##### Data for processing

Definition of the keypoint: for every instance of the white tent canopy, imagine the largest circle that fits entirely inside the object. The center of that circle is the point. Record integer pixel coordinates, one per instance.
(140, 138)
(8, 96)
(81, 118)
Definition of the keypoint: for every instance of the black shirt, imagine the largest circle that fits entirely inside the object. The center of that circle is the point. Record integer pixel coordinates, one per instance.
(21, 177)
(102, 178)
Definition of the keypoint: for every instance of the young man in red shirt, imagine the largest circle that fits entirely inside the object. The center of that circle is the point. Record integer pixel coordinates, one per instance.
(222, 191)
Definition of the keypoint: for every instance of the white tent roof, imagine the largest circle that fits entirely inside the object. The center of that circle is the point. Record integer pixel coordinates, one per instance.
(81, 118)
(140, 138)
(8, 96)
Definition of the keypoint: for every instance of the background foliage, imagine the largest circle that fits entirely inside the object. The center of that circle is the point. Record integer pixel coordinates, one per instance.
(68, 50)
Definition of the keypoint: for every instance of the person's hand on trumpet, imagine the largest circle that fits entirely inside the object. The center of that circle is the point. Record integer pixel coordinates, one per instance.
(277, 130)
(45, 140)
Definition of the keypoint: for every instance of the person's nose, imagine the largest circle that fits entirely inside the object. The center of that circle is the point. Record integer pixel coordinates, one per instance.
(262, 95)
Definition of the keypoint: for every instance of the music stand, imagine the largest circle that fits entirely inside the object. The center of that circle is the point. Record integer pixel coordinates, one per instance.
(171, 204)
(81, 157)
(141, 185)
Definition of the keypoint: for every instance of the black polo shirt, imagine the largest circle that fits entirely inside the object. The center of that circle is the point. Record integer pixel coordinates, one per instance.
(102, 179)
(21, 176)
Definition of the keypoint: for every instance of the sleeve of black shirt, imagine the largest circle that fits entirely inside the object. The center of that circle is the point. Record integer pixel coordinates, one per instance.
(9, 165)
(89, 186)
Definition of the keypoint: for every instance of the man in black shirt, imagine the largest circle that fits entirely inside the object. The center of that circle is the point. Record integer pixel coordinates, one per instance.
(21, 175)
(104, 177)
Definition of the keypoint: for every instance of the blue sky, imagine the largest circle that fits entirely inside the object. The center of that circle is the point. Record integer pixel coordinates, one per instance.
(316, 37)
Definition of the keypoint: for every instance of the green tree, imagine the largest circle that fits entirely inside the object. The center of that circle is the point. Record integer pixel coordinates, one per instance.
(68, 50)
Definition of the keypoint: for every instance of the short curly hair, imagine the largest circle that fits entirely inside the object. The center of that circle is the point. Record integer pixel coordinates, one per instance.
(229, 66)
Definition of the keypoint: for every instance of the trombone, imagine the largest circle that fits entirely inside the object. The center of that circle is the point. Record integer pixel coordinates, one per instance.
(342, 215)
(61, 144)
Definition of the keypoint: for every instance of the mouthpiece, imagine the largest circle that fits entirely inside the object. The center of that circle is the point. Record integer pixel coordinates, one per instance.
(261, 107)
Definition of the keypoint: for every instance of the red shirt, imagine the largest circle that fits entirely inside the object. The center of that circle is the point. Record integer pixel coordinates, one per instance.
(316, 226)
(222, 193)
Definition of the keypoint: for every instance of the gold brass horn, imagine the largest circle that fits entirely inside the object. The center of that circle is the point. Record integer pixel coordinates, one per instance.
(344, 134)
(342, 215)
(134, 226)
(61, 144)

##########
##### Data for processing

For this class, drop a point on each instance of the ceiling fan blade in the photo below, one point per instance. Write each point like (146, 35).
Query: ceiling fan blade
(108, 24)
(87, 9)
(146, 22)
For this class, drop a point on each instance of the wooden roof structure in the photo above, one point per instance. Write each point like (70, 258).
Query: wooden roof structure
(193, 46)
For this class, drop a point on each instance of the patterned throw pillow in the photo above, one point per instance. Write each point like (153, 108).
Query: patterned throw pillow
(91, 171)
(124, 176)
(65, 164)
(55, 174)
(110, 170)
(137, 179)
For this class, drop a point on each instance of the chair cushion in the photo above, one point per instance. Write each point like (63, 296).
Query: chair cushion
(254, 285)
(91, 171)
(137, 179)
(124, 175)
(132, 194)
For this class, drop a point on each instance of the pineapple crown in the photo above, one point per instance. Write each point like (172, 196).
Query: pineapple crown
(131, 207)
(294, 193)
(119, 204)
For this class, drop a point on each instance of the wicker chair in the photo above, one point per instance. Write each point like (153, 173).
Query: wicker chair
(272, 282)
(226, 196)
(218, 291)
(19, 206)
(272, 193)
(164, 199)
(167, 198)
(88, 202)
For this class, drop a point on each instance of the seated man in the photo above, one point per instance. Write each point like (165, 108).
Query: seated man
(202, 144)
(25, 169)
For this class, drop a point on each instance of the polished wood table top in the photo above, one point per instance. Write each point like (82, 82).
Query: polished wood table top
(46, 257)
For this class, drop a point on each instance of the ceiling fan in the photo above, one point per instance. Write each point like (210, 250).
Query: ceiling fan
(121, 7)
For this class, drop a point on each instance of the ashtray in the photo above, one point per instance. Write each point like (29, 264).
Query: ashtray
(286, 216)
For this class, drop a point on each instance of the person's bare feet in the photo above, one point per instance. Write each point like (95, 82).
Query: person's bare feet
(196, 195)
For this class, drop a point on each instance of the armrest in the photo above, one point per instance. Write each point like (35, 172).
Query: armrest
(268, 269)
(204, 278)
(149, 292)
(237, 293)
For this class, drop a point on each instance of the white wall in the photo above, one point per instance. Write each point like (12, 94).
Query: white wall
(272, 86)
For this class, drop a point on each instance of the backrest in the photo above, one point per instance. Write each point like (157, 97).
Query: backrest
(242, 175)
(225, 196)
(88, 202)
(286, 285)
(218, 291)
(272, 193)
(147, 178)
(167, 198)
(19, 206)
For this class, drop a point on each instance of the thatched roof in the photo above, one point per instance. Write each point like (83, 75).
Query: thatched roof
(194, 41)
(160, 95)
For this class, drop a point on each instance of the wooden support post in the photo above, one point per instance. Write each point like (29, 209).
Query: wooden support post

##########

◆ **Work instructions**:
Locate every line in the rows above that contains the string "feet" and copy each one in full. Case counts.

◆ **Written reply**:
For this class, drop a point on each instance of the person's bare feet in the photo above, one point per instance. Write each point like (95, 82).
Query: person's bare feet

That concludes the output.